= Beginning of Section =
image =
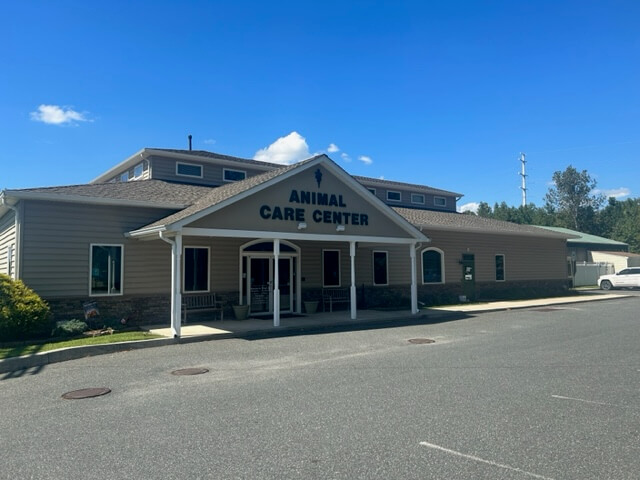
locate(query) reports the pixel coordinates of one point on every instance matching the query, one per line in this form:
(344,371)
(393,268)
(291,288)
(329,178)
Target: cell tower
(524,180)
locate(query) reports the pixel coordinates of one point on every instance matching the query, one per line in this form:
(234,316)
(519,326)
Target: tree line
(572,203)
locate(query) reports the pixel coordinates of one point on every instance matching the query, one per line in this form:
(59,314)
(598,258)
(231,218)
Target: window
(380,276)
(106,270)
(331,268)
(188,170)
(196,269)
(500,268)
(229,175)
(432,266)
(417,198)
(138,170)
(393,196)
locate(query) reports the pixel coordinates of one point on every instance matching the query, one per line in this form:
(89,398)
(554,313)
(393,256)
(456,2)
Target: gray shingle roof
(467,222)
(220,194)
(411,186)
(140,190)
(217,156)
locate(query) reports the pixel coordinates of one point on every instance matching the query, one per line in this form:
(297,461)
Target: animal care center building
(165,228)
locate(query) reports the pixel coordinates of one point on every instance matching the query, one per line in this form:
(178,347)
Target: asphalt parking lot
(544,392)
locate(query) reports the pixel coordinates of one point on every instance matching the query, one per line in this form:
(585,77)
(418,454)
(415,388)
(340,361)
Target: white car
(627,278)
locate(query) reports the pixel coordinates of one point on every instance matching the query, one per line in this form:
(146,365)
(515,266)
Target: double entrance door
(259,284)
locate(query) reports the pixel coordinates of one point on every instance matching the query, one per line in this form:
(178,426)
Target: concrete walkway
(214,330)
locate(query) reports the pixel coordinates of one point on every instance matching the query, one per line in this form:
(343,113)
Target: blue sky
(445,94)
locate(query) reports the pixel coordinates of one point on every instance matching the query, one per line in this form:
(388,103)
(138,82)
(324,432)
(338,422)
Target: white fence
(588,273)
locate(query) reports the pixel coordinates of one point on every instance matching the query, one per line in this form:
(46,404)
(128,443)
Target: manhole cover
(86,393)
(190,371)
(421,341)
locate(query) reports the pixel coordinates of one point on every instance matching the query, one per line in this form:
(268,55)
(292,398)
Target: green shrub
(69,328)
(23,314)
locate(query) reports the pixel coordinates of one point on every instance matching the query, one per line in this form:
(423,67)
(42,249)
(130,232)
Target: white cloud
(56,115)
(285,150)
(614,192)
(469,207)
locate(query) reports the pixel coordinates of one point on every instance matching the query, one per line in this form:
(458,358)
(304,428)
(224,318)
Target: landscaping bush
(23,314)
(69,328)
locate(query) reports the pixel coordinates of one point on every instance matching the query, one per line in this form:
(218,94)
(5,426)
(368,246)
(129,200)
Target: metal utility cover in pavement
(86,393)
(190,371)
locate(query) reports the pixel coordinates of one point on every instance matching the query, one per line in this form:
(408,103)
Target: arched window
(432,265)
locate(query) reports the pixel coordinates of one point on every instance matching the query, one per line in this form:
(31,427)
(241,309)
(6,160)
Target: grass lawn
(26,348)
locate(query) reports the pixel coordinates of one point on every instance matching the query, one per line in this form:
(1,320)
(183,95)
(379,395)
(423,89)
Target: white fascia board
(133,159)
(57,197)
(445,228)
(215,232)
(214,160)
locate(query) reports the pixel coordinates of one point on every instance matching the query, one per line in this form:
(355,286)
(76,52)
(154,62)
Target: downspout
(176,301)
(17,255)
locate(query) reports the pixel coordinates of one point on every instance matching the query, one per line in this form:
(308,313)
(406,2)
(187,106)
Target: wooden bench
(201,302)
(333,296)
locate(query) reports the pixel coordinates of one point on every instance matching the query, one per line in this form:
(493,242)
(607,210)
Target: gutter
(17,255)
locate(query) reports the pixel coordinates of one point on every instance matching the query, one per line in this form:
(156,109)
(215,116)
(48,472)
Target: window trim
(392,199)
(184,260)
(224,173)
(324,285)
(504,267)
(442,266)
(10,260)
(386,267)
(418,202)
(141,167)
(189,165)
(444,201)
(119,294)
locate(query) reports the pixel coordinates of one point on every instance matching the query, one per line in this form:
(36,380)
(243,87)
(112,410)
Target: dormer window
(417,198)
(393,196)
(229,175)
(188,170)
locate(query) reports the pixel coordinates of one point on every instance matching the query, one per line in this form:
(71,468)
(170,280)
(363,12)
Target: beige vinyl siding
(526,258)
(7,239)
(57,239)
(165,169)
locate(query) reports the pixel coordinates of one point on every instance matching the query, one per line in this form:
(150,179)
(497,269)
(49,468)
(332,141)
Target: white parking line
(583,400)
(478,459)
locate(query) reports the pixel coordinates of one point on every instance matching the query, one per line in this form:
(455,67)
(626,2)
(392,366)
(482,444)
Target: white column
(414,284)
(176,287)
(276,283)
(352,254)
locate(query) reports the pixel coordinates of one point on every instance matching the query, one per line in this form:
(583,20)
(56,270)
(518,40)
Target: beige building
(165,227)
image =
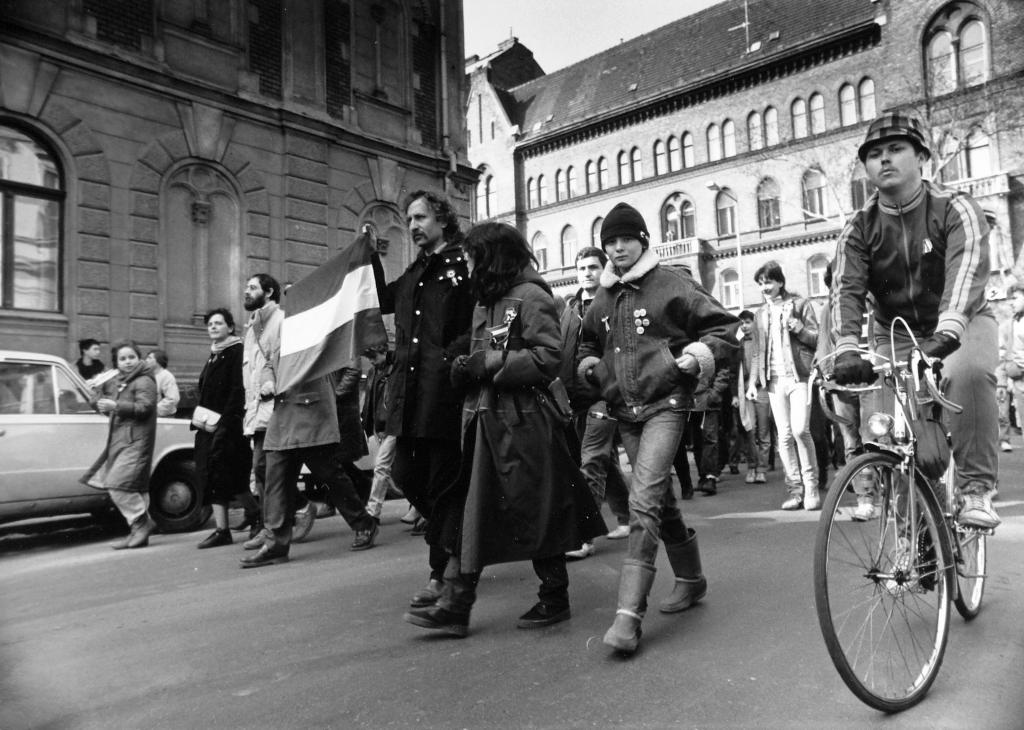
= End of Section =
Transcribe the material above in full. No picture is to be copied.

Your solution:
image =
locate(query) reports the pixel coordinates of one point on every instance matching the query, one per line in this form:
(344,371)
(393,268)
(291,288)
(329,178)
Target: cell tower
(524,180)
locate(query) reports the pixel coordinates of one point on every instance matching the query, one per line in this form:
(234,316)
(519,326)
Target: tree line
(572,203)
locate(query) reports the pixel coordinates of one point on every instance matching the query, one per line in this form:
(59,314)
(598,258)
(231,218)
Target: window
(380,276)
(106,270)
(331,268)
(188,170)
(196,269)
(500,268)
(229,175)
(432,266)
(417,198)
(138,170)
(393,196)
locate(query) reports the pixel coordinates of one point on every instance matching the query, one per line in this form:
(89,398)
(554,313)
(393,256)
(456,2)
Target: gray shingle roof
(467,222)
(220,194)
(411,186)
(140,190)
(217,156)
locate(query) reports the pixel coordinates of one point on every instance matching the query, one per line in this form:
(297,461)
Target: animal care center building
(165,228)
locate(query) reports the pixel coordinates of one point on every instance matching the query, one per line in this form:
(178,347)
Target: asphalt parking lot
(544,392)
locate(query) reports the pixel coordinates of one point on every instance matching the query, one per line in this form:
(585,77)
(418,454)
(415,388)
(340,361)
Target: white car
(627,278)
locate(query) reports the pixel coordinates of one point on every instance matching the query, one per line in this form:
(146,365)
(515,266)
Target: double entrance door
(259,284)
locate(query) reports the pixel coordinates of one point on every instance matching the query, one per line in this form:
(178,426)
Target: concrete walkway
(214,330)
locate(query) reports the pixel coordinates of one point on every instance matching the query, one per line in this form:
(343,113)
Target: blue sky
(445,94)
locate(query) reports the pixel coordinates of one point on every instance matching the query, one per line in this form:
(388,103)
(138,82)
(324,432)
(338,422)
Target: white fence
(588,273)
locate(query) reports the pixel coordinates of one point on every instance matching the query, one per line in this form:
(46,404)
(128,443)
Target: manhole cover
(86,393)
(190,371)
(421,341)
locate(query) reports the pixel coordinates of one point on every instance matching the query, one per line in this form:
(268,55)
(292,398)
Target: green shrub
(69,328)
(23,314)
locate(query) reports the pixel coordinates of one point on every instance matching the query, one per line in this form:
(423,67)
(42,249)
(130,232)
Target: white cloud
(56,115)
(285,150)
(614,192)
(469,207)
locate(query) reports the pixel coordinates of one point on every instance matching the query, one per line in this form:
(458,358)
(304,428)
(224,318)
Target: landscaping bush
(23,314)
(69,328)
locate(query) reports the pixel coordinates of one point on every instance matching the query, one per line in this form:
(218,94)
(5,426)
(368,246)
(129,200)
Target: metal utility cover in pavement
(86,393)
(190,371)
locate(query) reports the pixel coordinates of one point on every instance matching the query, one per line in this form:
(408,103)
Target: arched window
(432,265)
locate(query) reports the pixel coordinates of one point on every instance matching the query, one per line in this form:
(31,427)
(241,309)
(6,160)
Target: grass lawn
(26,348)
locate(query) reports the pixel coordinates of one point on every instance matching the query, one per line in this form:
(1,320)
(183,95)
(379,395)
(423,89)
Target: white fascia board
(133,159)
(57,197)
(445,228)
(215,232)
(214,160)
locate(query) reports the pixel coordinates of one point on every instance matching the query, one per line in this form:
(355,286)
(76,52)
(154,62)
Target: downspout
(176,301)
(17,255)
locate(query) reports the pixel coordinates of one point on every instance matching the query, one per line in this form:
(308,313)
(406,2)
(187,106)
Target: wooden bench
(201,302)
(333,296)
locate(query) reports the pixel coordinates of one point on every instance matching the query, one per line in this form:
(493,242)
(607,210)
Target: gutter
(17,255)
locate(query) reports the pixel coordinates of one point on every instance matching the query, one per line in this form:
(156,109)
(215,116)
(48,472)
Target: window trim
(392,199)
(184,260)
(224,173)
(324,285)
(504,267)
(442,266)
(10,260)
(386,267)
(418,202)
(141,167)
(189,165)
(444,201)
(119,294)
locate(query) reports the pixel coordinates of one point on every instance matching the query, one per line in this form:
(36,380)
(243,87)
(112,410)
Target: dormer window
(417,198)
(393,196)
(229,175)
(188,170)
locate(query) reports the pixel coordinates of one point on every instance matching the query, one per line in this form:
(71,468)
(170,280)
(363,12)
Target: beige vinyl siding
(526,258)
(7,239)
(57,239)
(165,169)
locate(query) reports the pixel coordinates of one point on every instance matching the query, one per line in this form:
(150,179)
(497,269)
(49,468)
(332,141)
Target: white parking line
(583,400)
(478,459)
locate(query) reports the pixel coordinates of one point on every instance matching the query, one per line in this form:
(455,67)
(626,2)
(392,366)
(482,444)
Target: white column
(414,284)
(176,287)
(276,283)
(352,254)
locate(query) reports the pixel coordinates of one point on every instance matching the query, one per line in this form:
(583,20)
(56,270)
(518,40)
Target: beige building
(165,227)
image =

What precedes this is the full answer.